**PASSAGE SHOWN:**
If you need to get a hold of me, do it for REAL!!  My phone number is 2 0 4 - 6 1 2 - 2 2 5 0 (call or text) or even an email  k r y s t a h a r d e r @ g m a i l . c o m . Lets actually SEE each other in person! I'd love to tell you what we are up to, and hear whats up in your life! But I don't need media, facebook, or a smartphone to do that. I refuse to let my mind be enslaved by these things anymore. And I refuse to invest in friendships where I am not actually worth someone's physical time. I want to be a real friend who invests energy, emotion, prayer and joy into your life, and I would love the same in return. All else, I count as loss.

Tuesday, February 17, 2015

LENT

I am not catholic, but I do see something un-holy about celebrating advent and not lent. Which holiday requires our hearts to be more prepared? Christ's birth or his resurrection?

Tomorrow marks the first day of lent, and although I admit, lent is something I have done ZERO research on, I beleive that taking time to prepare our hearts through discipline, ritual and sacrifice for Easter is extremely relevant and important. Christmas, we can get-away with, forgetting the meaning and making it about family or giving or any of those other things...because we still have Easter coming! But Easter, Easter is the reason for everything! Not just the reason for the season... Easter is why we are alive! It's the very core of our beliefs and the cause of wars all over our planet today... Easter is worth fighting for. Easter is worth sacrifice and discipline.

**EXERCISE DETAILS:**
Please extend the post about Lent above, starting right after its final sentence.

**MATERIAL PROVIDED:**
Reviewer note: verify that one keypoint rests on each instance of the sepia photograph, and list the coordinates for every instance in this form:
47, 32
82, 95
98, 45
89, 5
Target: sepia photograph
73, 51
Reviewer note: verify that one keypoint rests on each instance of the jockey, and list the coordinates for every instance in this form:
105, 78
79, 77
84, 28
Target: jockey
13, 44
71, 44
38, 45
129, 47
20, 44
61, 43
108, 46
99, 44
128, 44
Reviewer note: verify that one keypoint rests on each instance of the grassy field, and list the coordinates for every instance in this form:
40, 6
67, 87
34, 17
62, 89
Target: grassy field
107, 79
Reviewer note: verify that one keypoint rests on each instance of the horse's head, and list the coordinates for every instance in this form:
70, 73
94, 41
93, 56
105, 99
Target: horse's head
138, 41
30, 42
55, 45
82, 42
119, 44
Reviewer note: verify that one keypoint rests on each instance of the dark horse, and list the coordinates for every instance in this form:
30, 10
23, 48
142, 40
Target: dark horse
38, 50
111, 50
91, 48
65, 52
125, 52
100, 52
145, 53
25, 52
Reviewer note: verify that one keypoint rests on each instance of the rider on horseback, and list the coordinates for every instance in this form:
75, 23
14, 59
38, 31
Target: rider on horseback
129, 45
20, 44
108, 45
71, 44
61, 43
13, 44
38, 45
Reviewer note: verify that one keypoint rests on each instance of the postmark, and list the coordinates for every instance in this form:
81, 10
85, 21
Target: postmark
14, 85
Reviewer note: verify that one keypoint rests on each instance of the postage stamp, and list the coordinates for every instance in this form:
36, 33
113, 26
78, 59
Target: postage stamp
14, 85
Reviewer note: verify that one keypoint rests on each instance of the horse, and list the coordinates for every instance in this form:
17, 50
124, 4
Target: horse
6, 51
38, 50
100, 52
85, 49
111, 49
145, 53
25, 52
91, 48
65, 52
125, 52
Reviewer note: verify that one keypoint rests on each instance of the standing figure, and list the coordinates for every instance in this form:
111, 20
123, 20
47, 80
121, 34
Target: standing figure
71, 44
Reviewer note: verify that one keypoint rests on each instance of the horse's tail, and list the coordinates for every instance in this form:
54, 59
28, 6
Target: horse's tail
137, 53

**TASK RESULT:**
I haven't actually decided what to do yet for lent... To be honest, I had forgotten about it until I saw a friend's Facebook post about what she was doing! 

There are lots of angles to Lent... Sacrificing something hard to give up, reading a devotional or a certain amount of scripture each day, deprivation of the body (such as cutting out an essential food group as a form of fasting and dieing to self)... Then there's the gaining angle... Increasing yourself. Researching daily, running or excerciZe or juicing or any number of "New Years resolution" type lent activities. These are all excellent things, so long as they bring you closer to God in the end, and help you celebrate Christ, not self. 

This is the tricky part for me these days. Being pregnant means two things for my faith. 1) no Ritalin 2) baby brain... Seriously this is like the perfect storm for stupidity and distractability. I swear my IQ is half of what it would have been 6-7 years ago in bible college... so I need to think this through on paper (to stay focused) and I need to decide something that is next-to-impossible to dis-connect from God. 

So I started my list of possible ideas... Intercession, bible reading, prayer journaling, encouragement notes... But my mind was like "it's not hard enough!" But without a proper commitment, they are ALLtoo hard... I reminisced back to highschool when our whole youth group participated in a study called "the hardest 30 days of your life" by justin lookadoo, which ended with a spiritual retreat.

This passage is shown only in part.